## GOAL OF THE EXERCISE
Set down each entry again exactly as written.

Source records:
▬▬▬▬▬▬

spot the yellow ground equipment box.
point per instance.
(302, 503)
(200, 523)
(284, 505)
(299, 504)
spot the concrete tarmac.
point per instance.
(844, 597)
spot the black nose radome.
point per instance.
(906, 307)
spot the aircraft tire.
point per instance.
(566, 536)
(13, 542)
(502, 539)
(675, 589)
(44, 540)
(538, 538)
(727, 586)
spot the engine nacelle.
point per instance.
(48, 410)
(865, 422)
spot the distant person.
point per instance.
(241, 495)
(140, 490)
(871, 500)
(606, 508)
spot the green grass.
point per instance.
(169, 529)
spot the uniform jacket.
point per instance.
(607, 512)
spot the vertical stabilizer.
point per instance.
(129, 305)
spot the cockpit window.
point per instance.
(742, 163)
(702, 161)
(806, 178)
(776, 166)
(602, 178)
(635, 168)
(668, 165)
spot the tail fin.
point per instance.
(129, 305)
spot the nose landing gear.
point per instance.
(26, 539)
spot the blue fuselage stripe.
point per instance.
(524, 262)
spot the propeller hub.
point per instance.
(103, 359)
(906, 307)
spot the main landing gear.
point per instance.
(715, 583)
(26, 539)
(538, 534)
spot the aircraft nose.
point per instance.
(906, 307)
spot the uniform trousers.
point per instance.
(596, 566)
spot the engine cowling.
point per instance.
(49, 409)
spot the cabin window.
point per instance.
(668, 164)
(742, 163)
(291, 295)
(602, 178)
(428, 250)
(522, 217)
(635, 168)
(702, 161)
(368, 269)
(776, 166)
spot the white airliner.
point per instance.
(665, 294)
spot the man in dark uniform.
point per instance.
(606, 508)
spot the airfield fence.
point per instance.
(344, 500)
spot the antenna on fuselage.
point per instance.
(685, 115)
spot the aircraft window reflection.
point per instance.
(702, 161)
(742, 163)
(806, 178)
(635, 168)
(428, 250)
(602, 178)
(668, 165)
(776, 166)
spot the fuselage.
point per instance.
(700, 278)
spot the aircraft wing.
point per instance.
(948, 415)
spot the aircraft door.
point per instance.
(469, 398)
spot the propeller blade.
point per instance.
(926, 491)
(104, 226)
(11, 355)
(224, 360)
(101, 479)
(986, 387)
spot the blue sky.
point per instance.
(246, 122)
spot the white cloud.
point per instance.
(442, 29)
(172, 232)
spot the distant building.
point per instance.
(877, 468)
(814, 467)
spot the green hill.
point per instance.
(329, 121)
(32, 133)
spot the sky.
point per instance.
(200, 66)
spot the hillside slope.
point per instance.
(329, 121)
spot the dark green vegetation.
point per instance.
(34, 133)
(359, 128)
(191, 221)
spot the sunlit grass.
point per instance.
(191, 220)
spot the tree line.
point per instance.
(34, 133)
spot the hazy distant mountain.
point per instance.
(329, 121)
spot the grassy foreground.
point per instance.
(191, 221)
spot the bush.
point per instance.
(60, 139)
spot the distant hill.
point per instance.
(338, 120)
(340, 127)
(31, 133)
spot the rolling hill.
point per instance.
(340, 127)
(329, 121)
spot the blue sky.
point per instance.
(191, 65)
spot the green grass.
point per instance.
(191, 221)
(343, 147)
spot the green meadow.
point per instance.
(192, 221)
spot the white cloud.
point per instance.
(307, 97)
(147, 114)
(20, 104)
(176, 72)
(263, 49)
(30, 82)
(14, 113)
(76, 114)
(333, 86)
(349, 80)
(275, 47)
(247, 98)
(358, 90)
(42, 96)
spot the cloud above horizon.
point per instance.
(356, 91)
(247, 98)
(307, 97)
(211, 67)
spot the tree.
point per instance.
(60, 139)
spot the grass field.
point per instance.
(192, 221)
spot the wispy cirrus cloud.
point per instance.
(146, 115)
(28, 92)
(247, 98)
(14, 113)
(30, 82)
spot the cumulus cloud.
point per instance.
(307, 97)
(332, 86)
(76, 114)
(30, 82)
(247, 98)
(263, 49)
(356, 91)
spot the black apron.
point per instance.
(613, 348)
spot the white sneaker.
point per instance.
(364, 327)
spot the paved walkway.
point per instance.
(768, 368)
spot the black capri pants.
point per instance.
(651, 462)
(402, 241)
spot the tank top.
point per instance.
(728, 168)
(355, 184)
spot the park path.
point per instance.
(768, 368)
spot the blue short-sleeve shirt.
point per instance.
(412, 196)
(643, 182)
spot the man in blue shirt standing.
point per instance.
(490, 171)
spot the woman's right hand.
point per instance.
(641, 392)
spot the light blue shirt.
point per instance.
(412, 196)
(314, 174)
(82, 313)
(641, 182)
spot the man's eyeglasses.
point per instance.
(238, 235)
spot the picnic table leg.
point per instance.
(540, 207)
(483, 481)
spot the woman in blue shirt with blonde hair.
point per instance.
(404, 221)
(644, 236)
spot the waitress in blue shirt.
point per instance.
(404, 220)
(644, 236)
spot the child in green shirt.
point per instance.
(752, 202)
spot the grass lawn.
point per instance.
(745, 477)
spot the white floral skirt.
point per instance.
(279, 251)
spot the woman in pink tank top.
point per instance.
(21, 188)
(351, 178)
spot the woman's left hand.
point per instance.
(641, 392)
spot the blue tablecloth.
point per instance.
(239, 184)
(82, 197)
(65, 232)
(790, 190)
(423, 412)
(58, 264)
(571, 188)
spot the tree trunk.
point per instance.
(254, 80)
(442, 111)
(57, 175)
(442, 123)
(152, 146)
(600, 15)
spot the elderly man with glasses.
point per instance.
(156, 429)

▬▬▬▬▬▬

## ANSWER TO THE PROBLEM
spot the yellow ground equipment box.
point per instance.
(302, 503)
(200, 523)
(284, 505)
(299, 504)
spot the concrete tarmac.
point per instance.
(844, 597)
spot the black nose radome.
point per instance.
(906, 307)
spot the aircraft tire.
point per instance.
(566, 536)
(13, 542)
(502, 539)
(675, 589)
(44, 540)
(538, 538)
(727, 586)
spot the engine nacelle.
point per instance.
(48, 410)
(865, 422)
spot the distant person.
point per instance.
(241, 495)
(140, 490)
(871, 500)
(606, 508)
spot the green grass.
point per instance.
(169, 529)
spot the uniform jacket.
point per instance.
(607, 512)
spot the vertical stabilizer.
point per instance.
(129, 305)
spot the cockpit window.
point per instance.
(742, 163)
(702, 161)
(806, 178)
(776, 166)
(602, 178)
(635, 168)
(668, 165)
spot the tail fin.
point per instance.
(129, 305)
spot the nose landing gear.
point per instance.
(26, 539)
spot the blue fuselage stripe.
point per instance.
(524, 262)
spot the propeller hub.
point per instance.
(103, 359)
(906, 307)
spot the main landing gear.
point per instance.
(715, 583)
(26, 539)
(538, 534)
spot the aircraft nose.
point per instance.
(906, 307)
spot the uniform trousers.
point per instance.
(596, 566)
spot the engine cowling.
point per instance.
(49, 409)
spot the cabin window.
point per instance.
(668, 164)
(742, 163)
(291, 295)
(602, 178)
(428, 250)
(522, 217)
(635, 168)
(702, 161)
(368, 269)
(776, 166)
spot the white airliner.
point per instance.
(665, 294)
spot the man in dark uniform.
point per instance.
(606, 508)
spot the airfield fence.
point per instance.
(344, 500)
spot the antenna on fuselage.
point per instance.
(685, 115)
spot the aircraft window reflection.
point per instance.
(702, 161)
(742, 163)
(806, 178)
(635, 168)
(428, 250)
(602, 178)
(668, 165)
(776, 166)
spot the fuselage.
point per instance.
(700, 278)
spot the aircraft wing.
point per instance.
(948, 415)
spot the aircraft door.
point per instance.
(469, 398)
spot the propeller blade.
point per instance.
(926, 491)
(104, 226)
(11, 355)
(224, 360)
(101, 479)
(986, 387)
spot the blue sky.
point per instance.
(246, 122)
spot the white cloud.
point per instance.
(442, 29)
(172, 232)
spot the distant building.
point per instance.
(877, 468)
(814, 467)
spot the green hill.
point per instance.
(329, 121)
(32, 133)
spot the sky.
point per instance.
(200, 66)
spot the hillside slope.
point per instance.
(329, 121)
spot the dark green vegetation.
point per instance.
(34, 133)
(359, 128)
(191, 221)
spot the sunlit grass.
point per instance.
(191, 220)
spot the tree line.
point per instance.
(34, 133)
spot the hazy distant mountain.
point per instance.
(329, 121)
spot the grassy foreground.
point per instance.
(191, 221)
spot the bush.
point per instance.
(60, 139)
spot the distant hill.
point per instance.
(338, 120)
(340, 127)
(31, 133)
spot the rolling hill.
point per instance.
(340, 127)
(329, 121)
spot the blue sky.
point per instance.
(191, 65)
spot the green grass.
point per instance.
(191, 221)
(343, 147)
spot the green meadow.
point per instance.
(192, 221)
spot the white cloud.
point per instance.
(307, 97)
(147, 114)
(20, 104)
(176, 72)
(263, 49)
(30, 82)
(14, 113)
(76, 114)
(333, 86)
(349, 80)
(275, 47)
(247, 98)
(358, 90)
(42, 96)
spot the cloud above horizon.
point per instance.
(356, 91)
(247, 98)
(307, 97)
(211, 67)
spot the tree.
point per instance.
(60, 139)
spot the grass field.
point per instance.
(192, 221)
spot the wispy cirrus cloud.
point per instance.
(146, 115)
(28, 92)
(247, 98)
(14, 113)
(30, 82)
spot the cumulus cloud.
point per instance.
(307, 97)
(332, 86)
(76, 114)
(30, 82)
(247, 98)
(263, 49)
(356, 91)
spot the black apron.
point per instance.
(613, 348)
spot the white sneaker.
point per instance.
(364, 327)
spot the paved walkway.
point per instance.
(768, 368)
spot the black capri pants.
point per instance.
(651, 462)
(402, 241)
spot the tank top.
point per instance.
(728, 168)
(355, 184)
spot the park path.
point per instance.
(768, 368)
spot the blue short-sleeve shirt.
point per instance.
(412, 196)
(643, 182)
spot the man in blue shirt standing.
point per instance.
(490, 171)
spot the woman's right hand.
point per instance.
(641, 392)
spot the light blue shirt.
point per instance.
(412, 196)
(314, 174)
(82, 313)
(641, 182)
spot the man's eyeglasses.
point per instance.
(238, 235)
spot the picnic table leg.
point per instance.
(540, 207)
(483, 481)
spot the woman in blue shirt with blonde hair.
point per instance.
(404, 221)
(644, 236)
spot the waitress in blue shirt.
point per instance.
(404, 220)
(644, 236)
spot the child in green shirt.
point per instance.
(752, 202)
spot the grass lawn.
point per instance.
(745, 477)
spot the white floral skirt.
point per instance.
(279, 251)
spot the woman in pink tank top.
point per instance.
(21, 188)
(351, 178)
spot the woman's left hand.
point per instance.
(641, 392)
spot the blue tablecloth.
point per instance.
(239, 184)
(82, 197)
(65, 232)
(790, 190)
(423, 412)
(58, 264)
(571, 188)
spot the tree trunk.
point per instance.
(254, 80)
(442, 111)
(57, 175)
(442, 123)
(152, 146)
(600, 15)
spot the elderly man with glasses.
point per instance.
(156, 429)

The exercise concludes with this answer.